- **Task statement**
Please duplicate the items below, starting at the line that contains "Presence verification: does any paved" and stopping after the line that contains "392, 710, 544, 786".

- **Excerpted data**
──────────────────────────────

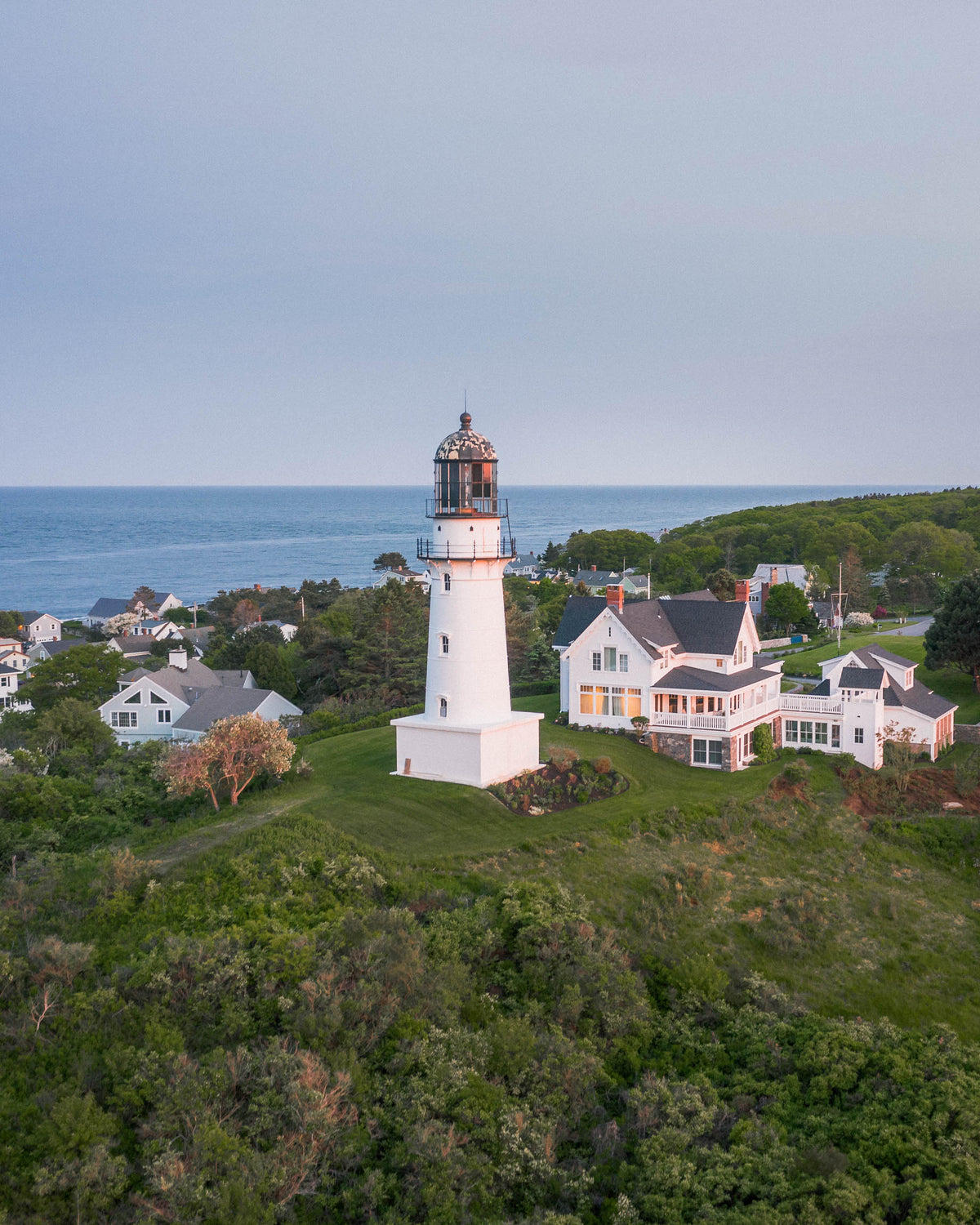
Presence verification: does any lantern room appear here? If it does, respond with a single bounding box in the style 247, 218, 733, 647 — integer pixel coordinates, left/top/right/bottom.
426, 413, 506, 519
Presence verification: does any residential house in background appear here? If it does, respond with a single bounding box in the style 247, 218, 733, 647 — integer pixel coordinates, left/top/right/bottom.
82, 592, 184, 630
504, 553, 541, 580
98, 648, 303, 745
0, 663, 32, 715
572, 566, 649, 597
21, 612, 61, 642
372, 566, 429, 592
555, 585, 782, 771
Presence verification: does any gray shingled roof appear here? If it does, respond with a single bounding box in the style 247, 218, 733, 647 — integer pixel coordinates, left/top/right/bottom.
554, 595, 605, 649
664, 599, 746, 656
652, 666, 773, 693
837, 668, 884, 688
174, 685, 279, 732
884, 681, 957, 719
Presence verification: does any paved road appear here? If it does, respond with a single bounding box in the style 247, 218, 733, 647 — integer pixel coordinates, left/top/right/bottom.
882, 617, 933, 639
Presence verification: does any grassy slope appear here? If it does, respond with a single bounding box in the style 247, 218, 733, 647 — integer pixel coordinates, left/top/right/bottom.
126, 698, 980, 1038
783, 634, 980, 723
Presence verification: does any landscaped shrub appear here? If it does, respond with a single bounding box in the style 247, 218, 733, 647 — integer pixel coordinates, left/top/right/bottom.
752, 723, 776, 762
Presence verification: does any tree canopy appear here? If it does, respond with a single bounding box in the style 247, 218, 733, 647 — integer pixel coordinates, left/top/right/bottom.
924, 571, 980, 693
19, 644, 130, 710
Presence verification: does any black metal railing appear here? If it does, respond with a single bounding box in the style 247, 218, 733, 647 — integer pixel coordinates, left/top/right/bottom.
425, 497, 510, 519
416, 536, 517, 561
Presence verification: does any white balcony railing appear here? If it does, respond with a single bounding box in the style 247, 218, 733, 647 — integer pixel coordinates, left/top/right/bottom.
779, 693, 843, 715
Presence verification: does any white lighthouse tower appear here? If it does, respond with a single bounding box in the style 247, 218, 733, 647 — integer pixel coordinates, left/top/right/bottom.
394, 413, 544, 786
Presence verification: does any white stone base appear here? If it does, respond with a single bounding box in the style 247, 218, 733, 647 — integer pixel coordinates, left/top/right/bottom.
392, 710, 544, 786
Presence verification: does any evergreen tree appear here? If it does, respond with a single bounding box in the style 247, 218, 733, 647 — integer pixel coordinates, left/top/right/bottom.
924, 571, 980, 693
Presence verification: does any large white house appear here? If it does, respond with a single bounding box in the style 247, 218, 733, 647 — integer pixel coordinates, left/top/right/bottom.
21, 612, 61, 642
781, 647, 957, 769
100, 649, 303, 745
555, 587, 782, 771
555, 588, 957, 769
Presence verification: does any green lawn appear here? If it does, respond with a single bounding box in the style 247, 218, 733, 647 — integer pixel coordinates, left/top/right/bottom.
120, 697, 980, 1038
783, 634, 980, 723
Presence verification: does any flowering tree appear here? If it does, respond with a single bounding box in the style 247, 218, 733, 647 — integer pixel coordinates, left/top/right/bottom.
102, 612, 140, 639
161, 715, 296, 811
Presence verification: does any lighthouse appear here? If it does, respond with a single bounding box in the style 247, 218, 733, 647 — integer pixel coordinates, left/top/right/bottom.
394, 413, 544, 786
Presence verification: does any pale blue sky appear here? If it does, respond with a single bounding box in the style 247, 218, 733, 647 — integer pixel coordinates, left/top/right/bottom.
0, 0, 980, 485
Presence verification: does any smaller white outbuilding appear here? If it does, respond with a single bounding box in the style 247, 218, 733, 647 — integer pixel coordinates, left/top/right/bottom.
100, 649, 303, 745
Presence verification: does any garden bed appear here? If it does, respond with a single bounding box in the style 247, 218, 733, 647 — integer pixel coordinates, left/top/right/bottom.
488, 749, 630, 817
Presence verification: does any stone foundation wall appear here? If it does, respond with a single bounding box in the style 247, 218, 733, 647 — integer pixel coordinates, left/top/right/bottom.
651, 732, 691, 766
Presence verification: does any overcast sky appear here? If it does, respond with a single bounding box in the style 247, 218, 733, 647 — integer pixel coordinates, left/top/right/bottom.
0, 0, 980, 485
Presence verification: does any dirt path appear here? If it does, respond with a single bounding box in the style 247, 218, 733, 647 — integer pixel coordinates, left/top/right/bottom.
139, 800, 305, 875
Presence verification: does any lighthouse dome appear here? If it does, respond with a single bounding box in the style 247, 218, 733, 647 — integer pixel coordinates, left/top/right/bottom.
436, 413, 497, 463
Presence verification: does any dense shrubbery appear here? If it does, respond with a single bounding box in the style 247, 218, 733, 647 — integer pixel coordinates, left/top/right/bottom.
0, 822, 980, 1225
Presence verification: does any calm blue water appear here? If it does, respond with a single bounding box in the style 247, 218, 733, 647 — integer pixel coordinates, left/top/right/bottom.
0, 485, 926, 617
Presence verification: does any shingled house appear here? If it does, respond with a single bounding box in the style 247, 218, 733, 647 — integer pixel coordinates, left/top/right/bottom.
555, 587, 782, 771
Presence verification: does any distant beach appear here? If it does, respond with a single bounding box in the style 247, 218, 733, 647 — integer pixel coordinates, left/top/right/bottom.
0, 485, 933, 617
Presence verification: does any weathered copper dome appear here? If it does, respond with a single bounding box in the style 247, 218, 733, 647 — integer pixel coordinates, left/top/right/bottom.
436, 413, 497, 463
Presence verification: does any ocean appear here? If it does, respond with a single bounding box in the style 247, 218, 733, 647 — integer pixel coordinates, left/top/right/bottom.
0, 485, 928, 619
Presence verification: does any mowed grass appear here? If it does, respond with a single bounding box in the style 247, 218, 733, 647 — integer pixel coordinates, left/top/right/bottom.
124, 698, 980, 1038
783, 634, 980, 723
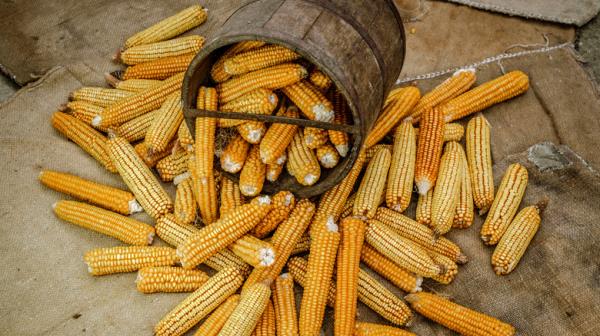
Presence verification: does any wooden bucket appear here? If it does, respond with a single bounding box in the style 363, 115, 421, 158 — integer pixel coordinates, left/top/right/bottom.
182, 0, 405, 197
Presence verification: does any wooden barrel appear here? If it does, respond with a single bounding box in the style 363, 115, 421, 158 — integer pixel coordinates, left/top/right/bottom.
182, 0, 405, 197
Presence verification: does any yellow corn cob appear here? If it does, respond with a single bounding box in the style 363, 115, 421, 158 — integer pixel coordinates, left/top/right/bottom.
39, 170, 142, 215
219, 283, 271, 336
365, 220, 443, 277
352, 148, 392, 219
125, 5, 207, 48
441, 70, 529, 122
154, 267, 244, 335
92, 72, 183, 127
217, 63, 307, 104
431, 141, 462, 235
52, 112, 117, 173
408, 69, 476, 122
260, 106, 298, 164
334, 218, 365, 335
83, 246, 178, 275
239, 145, 266, 196
281, 80, 334, 122
415, 108, 445, 195
466, 115, 494, 215
385, 122, 417, 212
288, 132, 321, 186
492, 200, 547, 275
481, 163, 529, 245
135, 266, 209, 294
244, 199, 315, 289
299, 217, 340, 336
360, 243, 423, 293
406, 292, 515, 336
316, 142, 340, 168
177, 196, 271, 269
364, 86, 421, 148
108, 136, 173, 219
194, 294, 240, 336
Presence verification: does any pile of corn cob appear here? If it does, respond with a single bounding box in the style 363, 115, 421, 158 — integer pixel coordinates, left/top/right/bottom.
40, 6, 545, 336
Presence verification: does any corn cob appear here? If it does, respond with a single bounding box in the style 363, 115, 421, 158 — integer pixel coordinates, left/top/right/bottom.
83, 246, 177, 275
288, 132, 321, 186
217, 63, 307, 104
108, 136, 173, 219
360, 244, 423, 293
407, 69, 476, 122
52, 112, 117, 173
260, 106, 298, 164
466, 116, 494, 215
194, 294, 240, 336
334, 218, 365, 335
406, 292, 515, 336
154, 267, 244, 335
352, 149, 392, 219
415, 108, 445, 195
481, 163, 529, 245
281, 80, 334, 122
125, 5, 207, 48
219, 283, 271, 336
364, 86, 421, 148
431, 141, 462, 235
492, 200, 547, 275
239, 145, 266, 196
440, 71, 529, 122
39, 170, 142, 215
177, 196, 271, 269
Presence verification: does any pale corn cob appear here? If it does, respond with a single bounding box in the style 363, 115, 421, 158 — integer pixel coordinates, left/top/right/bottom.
125, 5, 207, 48
154, 267, 244, 335
92, 72, 183, 127
481, 163, 529, 245
121, 52, 196, 80
252, 190, 296, 238
440, 70, 529, 122
135, 266, 209, 294
108, 136, 173, 219
288, 132, 321, 186
299, 217, 340, 336
244, 199, 315, 289
316, 143, 340, 168
352, 148, 392, 219
385, 122, 417, 212
364, 86, 421, 148
281, 80, 334, 122
217, 63, 307, 104
431, 141, 462, 235
52, 112, 117, 173
360, 244, 423, 293
406, 292, 515, 336
219, 283, 271, 336
223, 45, 300, 76
38, 170, 142, 215
194, 294, 240, 336
273, 273, 298, 336
334, 218, 365, 335
177, 196, 271, 269
415, 108, 445, 195
173, 177, 198, 224
260, 106, 298, 164
239, 145, 266, 196
492, 200, 548, 275
83, 246, 178, 275
407, 69, 476, 122
466, 115, 494, 215
365, 220, 443, 277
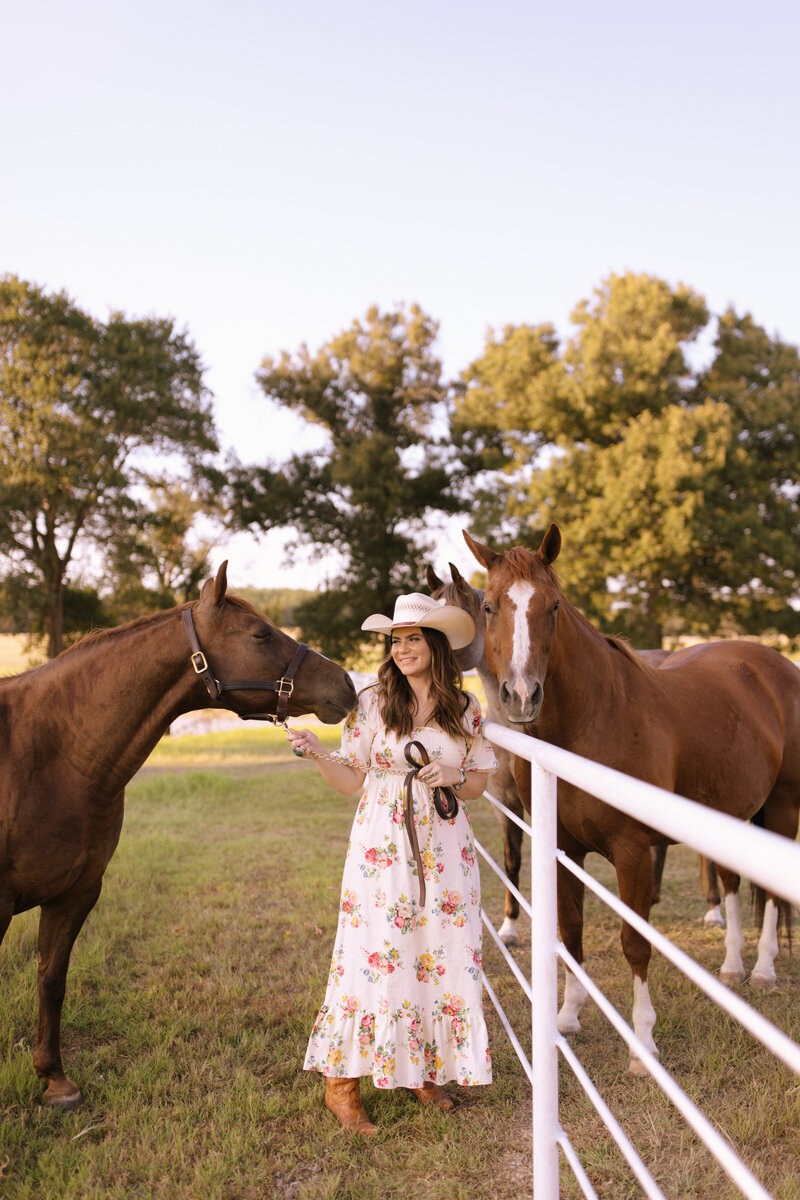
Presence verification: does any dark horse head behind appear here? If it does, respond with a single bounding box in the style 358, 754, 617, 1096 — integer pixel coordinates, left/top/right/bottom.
0, 563, 355, 1108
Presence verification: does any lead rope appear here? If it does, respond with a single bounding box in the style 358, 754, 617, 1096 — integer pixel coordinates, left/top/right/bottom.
286, 721, 458, 908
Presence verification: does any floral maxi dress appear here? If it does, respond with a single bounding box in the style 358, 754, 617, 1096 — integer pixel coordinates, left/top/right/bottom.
305, 686, 497, 1087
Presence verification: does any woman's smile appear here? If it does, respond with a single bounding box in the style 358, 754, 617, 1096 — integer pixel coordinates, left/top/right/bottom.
391, 629, 431, 677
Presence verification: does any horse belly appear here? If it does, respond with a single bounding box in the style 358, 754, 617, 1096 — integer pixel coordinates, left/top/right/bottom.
0, 809, 121, 913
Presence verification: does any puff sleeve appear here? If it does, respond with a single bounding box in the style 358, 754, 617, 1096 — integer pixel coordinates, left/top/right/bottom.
336, 685, 380, 772
463, 692, 498, 775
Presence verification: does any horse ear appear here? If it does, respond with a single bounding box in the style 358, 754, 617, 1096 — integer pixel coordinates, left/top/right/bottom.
539, 524, 561, 566
425, 566, 444, 592
462, 529, 500, 571
200, 559, 228, 607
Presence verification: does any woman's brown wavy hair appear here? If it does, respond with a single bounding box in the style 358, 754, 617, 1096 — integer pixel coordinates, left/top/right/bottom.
378, 625, 469, 738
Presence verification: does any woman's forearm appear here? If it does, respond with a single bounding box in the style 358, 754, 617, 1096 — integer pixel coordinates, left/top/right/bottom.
456, 770, 489, 800
312, 758, 366, 796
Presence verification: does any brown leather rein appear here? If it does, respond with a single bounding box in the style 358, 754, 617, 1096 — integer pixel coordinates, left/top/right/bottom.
184, 608, 308, 725
403, 742, 458, 908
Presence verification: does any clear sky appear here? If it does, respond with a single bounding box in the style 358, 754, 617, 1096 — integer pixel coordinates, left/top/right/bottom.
0, 0, 800, 586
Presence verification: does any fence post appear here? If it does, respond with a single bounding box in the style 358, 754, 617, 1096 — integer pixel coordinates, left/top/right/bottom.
530, 762, 560, 1200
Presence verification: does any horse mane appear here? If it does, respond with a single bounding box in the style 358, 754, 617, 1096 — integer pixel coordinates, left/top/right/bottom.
503, 546, 652, 672
59, 595, 272, 658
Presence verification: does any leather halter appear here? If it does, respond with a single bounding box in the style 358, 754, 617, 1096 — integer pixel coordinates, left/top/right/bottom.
403, 742, 458, 908
184, 608, 308, 725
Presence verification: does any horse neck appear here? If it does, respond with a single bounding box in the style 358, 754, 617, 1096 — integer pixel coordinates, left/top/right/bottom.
36, 611, 203, 792
536, 600, 639, 746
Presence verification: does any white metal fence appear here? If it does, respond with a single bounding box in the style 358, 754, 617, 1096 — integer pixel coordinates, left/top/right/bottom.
477, 722, 800, 1200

──────────────────────────────

- **The response**
Presence verification: does any paved road appear here? If it does, respond with a single bounding box in the style 247, 218, 733, 647 — integer pixel coordinates, left/top/right/bottom.
882, 617, 933, 639
Presence verification: does any grassy slope appear here? If it does, respond with a single bounding box in the style 247, 218, 733, 647 — integer pixel coordinates, left/top/right/bottom.
126, 698, 980, 1038
783, 634, 980, 723
Presence verification: does any landscaped shrub appear here? If it does, respond with a single bounding box in the style 247, 218, 733, 647 — integer pixel coordinates, left/top/right/bottom.
752, 723, 776, 762
Presence verification: does any tree canopy appear here? If it does, respond with a single bounding box in the style 247, 218, 733, 647 — integer pixel coordinates, left/top/right/bottom.
924, 571, 980, 693
19, 644, 130, 710
Presence verification: does any black metal railing appear here? If it does, respond with a single bounding box in the style 247, 218, 733, 647 — integer pixel coordinates, left/top/right/bottom.
425, 497, 510, 519
416, 536, 517, 561
Presence verification: does any white balcony railing appear here? If it does, respond with a single bounding box in the style 247, 218, 733, 647 — integer pixel coordinates, left/top/right/bottom.
779, 693, 843, 715
Presence verification: does any white lighthouse tower appear here? If it does, respond with a single bounding box in the style 247, 218, 733, 647 — integer pixel coordinates, left/top/right/bottom.
394, 413, 544, 786
Presence verification: does any white stone base appear here? If it does, respond with a single bounding box in the style 247, 218, 733, 647 — integer pixel coordinates, left/top/right/bottom.
392, 710, 544, 786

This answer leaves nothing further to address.